> _SOURCE INFORMATION_
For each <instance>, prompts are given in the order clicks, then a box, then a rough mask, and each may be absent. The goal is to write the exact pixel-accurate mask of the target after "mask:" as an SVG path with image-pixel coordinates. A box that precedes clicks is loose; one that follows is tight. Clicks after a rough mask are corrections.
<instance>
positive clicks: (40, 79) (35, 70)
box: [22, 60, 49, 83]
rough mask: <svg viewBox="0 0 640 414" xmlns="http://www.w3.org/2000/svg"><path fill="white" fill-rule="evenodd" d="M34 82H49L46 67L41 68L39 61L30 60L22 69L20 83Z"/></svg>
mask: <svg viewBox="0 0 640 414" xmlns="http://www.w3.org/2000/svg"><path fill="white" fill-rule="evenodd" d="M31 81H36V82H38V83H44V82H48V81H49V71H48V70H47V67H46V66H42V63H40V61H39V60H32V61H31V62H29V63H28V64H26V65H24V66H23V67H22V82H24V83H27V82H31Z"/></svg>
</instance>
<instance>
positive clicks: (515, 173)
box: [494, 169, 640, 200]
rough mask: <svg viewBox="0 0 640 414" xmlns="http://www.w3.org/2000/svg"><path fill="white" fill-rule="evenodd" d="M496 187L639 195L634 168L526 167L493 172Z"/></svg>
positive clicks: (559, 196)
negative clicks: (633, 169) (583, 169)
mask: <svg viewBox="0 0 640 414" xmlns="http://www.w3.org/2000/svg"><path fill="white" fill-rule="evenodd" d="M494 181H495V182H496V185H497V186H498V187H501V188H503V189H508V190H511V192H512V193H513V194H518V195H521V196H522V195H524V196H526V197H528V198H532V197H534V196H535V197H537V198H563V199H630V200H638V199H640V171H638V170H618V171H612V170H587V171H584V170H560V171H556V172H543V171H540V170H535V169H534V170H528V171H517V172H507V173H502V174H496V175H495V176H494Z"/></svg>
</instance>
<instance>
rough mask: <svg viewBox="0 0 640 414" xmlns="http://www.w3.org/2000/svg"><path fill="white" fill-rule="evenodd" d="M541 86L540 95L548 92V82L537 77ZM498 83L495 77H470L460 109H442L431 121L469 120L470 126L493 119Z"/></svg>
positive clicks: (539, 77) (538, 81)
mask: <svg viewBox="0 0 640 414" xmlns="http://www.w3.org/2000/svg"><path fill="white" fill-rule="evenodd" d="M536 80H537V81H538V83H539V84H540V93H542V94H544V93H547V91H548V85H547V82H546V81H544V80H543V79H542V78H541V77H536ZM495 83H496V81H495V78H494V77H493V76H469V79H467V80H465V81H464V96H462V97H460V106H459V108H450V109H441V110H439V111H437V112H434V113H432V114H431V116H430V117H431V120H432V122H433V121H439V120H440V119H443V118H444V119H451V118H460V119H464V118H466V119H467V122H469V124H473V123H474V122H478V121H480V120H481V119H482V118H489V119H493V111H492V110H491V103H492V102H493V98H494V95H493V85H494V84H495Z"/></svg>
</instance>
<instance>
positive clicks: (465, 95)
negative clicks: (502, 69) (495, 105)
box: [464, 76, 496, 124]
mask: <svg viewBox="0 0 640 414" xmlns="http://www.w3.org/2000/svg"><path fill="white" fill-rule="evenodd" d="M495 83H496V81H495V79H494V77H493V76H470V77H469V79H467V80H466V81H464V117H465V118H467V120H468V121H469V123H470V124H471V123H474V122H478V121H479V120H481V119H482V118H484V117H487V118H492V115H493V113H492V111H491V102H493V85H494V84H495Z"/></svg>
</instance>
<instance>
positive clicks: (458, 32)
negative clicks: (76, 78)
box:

> _TASK DESCRIPTION_
Could you copy out all of the data above verbatim?

> _SOLUTION TO THE PROBLEM_
For each <instance>, prompts are given in the order clicks, then a box, then a rough mask, and each may be absent. The goal is to write the exact pixel-accurate mask of the target after "mask:" as an SVG path with image-pixel coordinates. A box that precedes clicks is loose; one that follows is tight. Clicks after a rough mask are corrections.
<instance>
positive clicks: (40, 79) (35, 70)
box: [22, 60, 49, 83]
rough mask: <svg viewBox="0 0 640 414" xmlns="http://www.w3.org/2000/svg"><path fill="white" fill-rule="evenodd" d="M34 82H49L46 67L41 68L39 61L30 60L22 69L20 83Z"/></svg>
mask: <svg viewBox="0 0 640 414" xmlns="http://www.w3.org/2000/svg"><path fill="white" fill-rule="evenodd" d="M31 81H36V82H38V83H44V82H48V81H49V71H48V70H47V67H46V66H42V63H40V61H39V60H32V61H31V62H29V63H28V64H26V65H24V66H23V67H22V82H24V83H27V82H31Z"/></svg>
</instance>
<instance>
positive clicks: (515, 173)
box: [494, 169, 640, 200]
rough mask: <svg viewBox="0 0 640 414" xmlns="http://www.w3.org/2000/svg"><path fill="white" fill-rule="evenodd" d="M496 187L639 195L634 168L526 167L493 172Z"/></svg>
positive clicks: (559, 196)
negative clicks: (633, 169) (583, 169)
mask: <svg viewBox="0 0 640 414" xmlns="http://www.w3.org/2000/svg"><path fill="white" fill-rule="evenodd" d="M494 181H495V182H496V185H497V186H498V187H501V188H503V189H508V190H511V192H512V193H513V194H518V195H521V196H522V195H524V196H526V197H528V198H532V197H534V196H535V197H537V198H563V199H630V200H638V199H640V171H638V170H618V171H612V170H587V171H584V170H560V171H556V172H543V171H540V170H535V169H534V170H528V171H517V172H507V173H502V174H496V175H495V176H494Z"/></svg>
</instance>
<instance>
rough mask: <svg viewBox="0 0 640 414" xmlns="http://www.w3.org/2000/svg"><path fill="white" fill-rule="evenodd" d="M541 86L540 95L548 92V82L537 77ZM498 83L495 77H470L460 109H442L431 121L469 120L470 126L493 119Z"/></svg>
positive clicks: (539, 77) (538, 81)
mask: <svg viewBox="0 0 640 414" xmlns="http://www.w3.org/2000/svg"><path fill="white" fill-rule="evenodd" d="M536 80H537V81H538V83H539V84H540V93H542V94H544V93H547V91H548V85H547V82H546V81H544V80H543V79H542V78H541V77H536ZM495 83H496V81H495V78H494V77H493V76H469V79H467V80H465V81H464V96H462V97H460V106H459V108H450V109H441V110H439V111H437V112H434V113H432V114H431V116H430V117H431V120H432V122H433V121H439V120H440V119H443V118H444V119H451V118H460V119H464V118H466V119H467V122H469V124H473V123H474V122H478V121H480V120H481V119H482V118H489V119H493V111H492V110H491V103H492V102H493V98H494V95H493V85H494V84H495Z"/></svg>
</instance>
<instance>
positive clicks: (465, 95)
negative clicks: (502, 69) (495, 105)
box: [464, 76, 496, 124]
mask: <svg viewBox="0 0 640 414" xmlns="http://www.w3.org/2000/svg"><path fill="white" fill-rule="evenodd" d="M495 83H496V81H495V79H494V77H493V76H470V77H469V79H467V80H466V81H464V117H465V118H467V120H468V121H469V123H470V124H471V123H474V122H478V121H479V120H481V119H482V118H484V117H487V118H492V115H493V113H492V111H491V102H493V85H494V84H495Z"/></svg>
</instance>
<instance>
positive clicks: (458, 32)
negative clicks: (76, 78)
box:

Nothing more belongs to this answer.